(EXCERPTED TEXT begins)
The CNEWA (the Catholic Near East Welfare Association) hosted an event in Rome to honour Catholic Herald special correspondent John L Allen Jnr (second left)

Despite being hailed by the American media as almost the only member of the Vatican press corps to “pick” Cardinal Jorge Mario Bergoglio of Buenos Aires in 2013 as a likely possible pope, Allen himself would not be drawn specifically on his own prediction for the May conclave despite him now being a seasoned veteran of the conclave process. He also added that he wasn’t much of a fan of the “Conclave” film which bore almost no relation to reality and was truly a “work of fiction”. 

Instead of yelling matches over dinner behind the closed walls of the Casa Santa Marta papal hostel, specially designed to house voting cardinals, Allen expects there to be a much more conciliatory approach. Allen also expects a shorter conclave as he thinks the cardinals will be nervous that a long and protracted one might send out a message to the world’s journalists that the Catholic church is bitterly divided and can’t agree on anything.   

Allen thought it possible that the papacy might return to an Italian again, based on thinking that the many rookie new-boy Cardinals from obscure or peripheral countries – such as Timor or Mongolia – may be inclined to “follow the leader” when voting, having no previous experience of the dark voting arts of the conclave with its political and foreign language voting blocks. 

The main contender, he said, was likely to be Secretary of State Cardinal Parolin, who is the ultimate Curia insider. From the Vatican gossip picked up at the dinner and drinks reception to honour Allen, it was clear that negotiations are now underway to form a wide group to push for a “moderate” compromise candidate, hence why Parolin is emerging as the clear front runner.  

Indeed the Italian paper Il Messaggero has reported that Parolin has already secured around 50 votes in the geo-political chess game that the conclave is going to be. The paper also reports that the strongest conservative candidate is looking to be Péter Erdő of Hungary. Allen did give an outsider nod to Cardinal Jean-Marc Noël Aveline, the Archbishop of Marseille, who it is claimed was Pope Francis’s “favourite” cardinal to succeed him, rather than Parolin whom Francis supposedly did not want. Aveline is thought of as a heterodox-leaning prelate with broad appeal who is especially dedicated to interfaith dialogue and migration. So you read it here first if the Herald’s special correspondent is right again.
(EXCERPTED TEXT ends)
| WORK TO COMPLETE |
Can you continue the text on John L Allen Jnr's conclave predictions, picking up after its final sentence?
(INPUT DATA begins)
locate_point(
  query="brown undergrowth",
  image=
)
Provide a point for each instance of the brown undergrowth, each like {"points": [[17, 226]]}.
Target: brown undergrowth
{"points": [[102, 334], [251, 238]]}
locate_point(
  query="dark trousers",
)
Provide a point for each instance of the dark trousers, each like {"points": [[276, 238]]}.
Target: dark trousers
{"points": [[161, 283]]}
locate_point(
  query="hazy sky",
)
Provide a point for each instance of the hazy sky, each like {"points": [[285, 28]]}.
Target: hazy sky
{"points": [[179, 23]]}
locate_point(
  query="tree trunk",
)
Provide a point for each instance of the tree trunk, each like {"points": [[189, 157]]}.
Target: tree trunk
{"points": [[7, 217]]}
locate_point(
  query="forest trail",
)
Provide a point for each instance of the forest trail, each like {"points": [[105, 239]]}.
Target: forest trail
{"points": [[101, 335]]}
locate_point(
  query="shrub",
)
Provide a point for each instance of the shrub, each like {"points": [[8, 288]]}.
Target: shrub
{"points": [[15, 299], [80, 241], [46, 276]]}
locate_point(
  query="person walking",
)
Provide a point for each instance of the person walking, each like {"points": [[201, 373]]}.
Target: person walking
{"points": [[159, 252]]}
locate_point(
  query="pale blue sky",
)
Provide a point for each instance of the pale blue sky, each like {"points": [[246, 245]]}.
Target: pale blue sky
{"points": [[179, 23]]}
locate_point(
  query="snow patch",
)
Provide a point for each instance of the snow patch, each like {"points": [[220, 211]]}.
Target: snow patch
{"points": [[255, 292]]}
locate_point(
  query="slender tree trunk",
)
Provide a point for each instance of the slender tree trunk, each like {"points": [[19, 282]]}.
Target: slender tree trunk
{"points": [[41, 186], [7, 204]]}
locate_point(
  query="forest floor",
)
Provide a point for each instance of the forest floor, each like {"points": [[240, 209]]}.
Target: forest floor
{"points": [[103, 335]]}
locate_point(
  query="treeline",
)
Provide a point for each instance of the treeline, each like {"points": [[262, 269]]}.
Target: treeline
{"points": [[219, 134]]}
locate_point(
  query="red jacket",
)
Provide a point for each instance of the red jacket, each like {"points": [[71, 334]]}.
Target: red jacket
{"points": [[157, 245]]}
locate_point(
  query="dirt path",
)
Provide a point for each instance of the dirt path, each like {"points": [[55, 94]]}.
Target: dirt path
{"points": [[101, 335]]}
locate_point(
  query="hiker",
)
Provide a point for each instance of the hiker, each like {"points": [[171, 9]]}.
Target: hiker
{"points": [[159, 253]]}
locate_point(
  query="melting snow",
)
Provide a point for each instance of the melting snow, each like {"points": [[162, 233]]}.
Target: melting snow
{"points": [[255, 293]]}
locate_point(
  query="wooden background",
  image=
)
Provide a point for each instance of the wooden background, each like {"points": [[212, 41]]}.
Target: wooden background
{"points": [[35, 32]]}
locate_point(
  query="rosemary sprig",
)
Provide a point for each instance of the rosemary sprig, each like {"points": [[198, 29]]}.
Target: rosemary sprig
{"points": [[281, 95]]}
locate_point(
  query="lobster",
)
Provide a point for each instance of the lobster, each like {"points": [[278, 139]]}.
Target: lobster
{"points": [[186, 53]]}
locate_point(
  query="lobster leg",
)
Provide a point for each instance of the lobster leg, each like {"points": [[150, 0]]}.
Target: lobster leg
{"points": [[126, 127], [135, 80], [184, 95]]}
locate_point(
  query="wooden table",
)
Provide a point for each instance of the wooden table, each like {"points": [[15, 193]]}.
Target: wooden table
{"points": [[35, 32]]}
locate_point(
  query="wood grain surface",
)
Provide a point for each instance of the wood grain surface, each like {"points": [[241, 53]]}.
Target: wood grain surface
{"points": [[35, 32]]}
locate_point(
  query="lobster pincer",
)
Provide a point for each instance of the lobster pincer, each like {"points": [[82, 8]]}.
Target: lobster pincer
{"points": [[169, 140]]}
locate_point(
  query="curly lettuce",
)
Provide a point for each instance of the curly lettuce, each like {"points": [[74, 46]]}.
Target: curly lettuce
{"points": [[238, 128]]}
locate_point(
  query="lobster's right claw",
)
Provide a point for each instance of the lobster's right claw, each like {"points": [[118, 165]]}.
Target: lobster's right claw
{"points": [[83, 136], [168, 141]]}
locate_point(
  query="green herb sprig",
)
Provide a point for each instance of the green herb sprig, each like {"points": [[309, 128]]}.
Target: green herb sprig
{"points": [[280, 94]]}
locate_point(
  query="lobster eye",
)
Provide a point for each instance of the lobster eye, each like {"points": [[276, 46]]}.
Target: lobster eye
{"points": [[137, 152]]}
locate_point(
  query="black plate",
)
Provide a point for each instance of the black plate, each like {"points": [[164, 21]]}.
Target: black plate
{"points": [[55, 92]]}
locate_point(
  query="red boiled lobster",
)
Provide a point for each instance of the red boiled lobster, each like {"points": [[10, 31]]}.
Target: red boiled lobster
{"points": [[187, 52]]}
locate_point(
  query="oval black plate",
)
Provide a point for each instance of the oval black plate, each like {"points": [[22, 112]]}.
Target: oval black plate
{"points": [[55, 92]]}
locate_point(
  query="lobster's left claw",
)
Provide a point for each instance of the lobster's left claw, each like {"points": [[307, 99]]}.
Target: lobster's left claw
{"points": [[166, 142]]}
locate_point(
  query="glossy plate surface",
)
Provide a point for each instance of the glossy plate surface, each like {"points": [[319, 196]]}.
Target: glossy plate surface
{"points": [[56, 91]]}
(INPUT DATA ends)
| TASK OUTPUT |
This week in Rome is called “American Week”, due to the number of wealthy American Catholic patrons who fly into Rome to attend such glitzy events as the annual Rector’s Dinner of the North American Pontifical College. Alas this year the event has been cancelled leaving even more time for idle Vatican gossip in restaurants about who the next pope might be. John and Elise Allen live in a beautiful Roman apartment with a huge roof terrace that doubles up as a playground for the Allens’ two black pugs. 

John once kindly gave me a copy of his authoritative book, Conclave: The Politics, Personalities and Process of the Next Papal Election, published in 2002 to work as a “form guide” to who would be the pope to succeed John Paul II. It is well worth reading and does not suffer from the awkward problem facing the authors of the The Next Pope by Edwin Pentin and Diane Montagna, which is that of the 19 papabile they have researched and profiled over the last five years, several names now being considered are not in their book – such as the Italian Latin Patriarch of Jerusalem, Cardinal Pierbattista Pizzaballa, which I think is a fabulous name for a future pope. Alas, his young age of only 60 will count against him. 

Incidentally, Allen writes his brilliant Catholic Herald dispatches from a tiny cell-like study that can only be described as a broom cupboard, decorated with a few photos of himself and Elise with the pope, no larger than Pope Francis’s burial wall niche.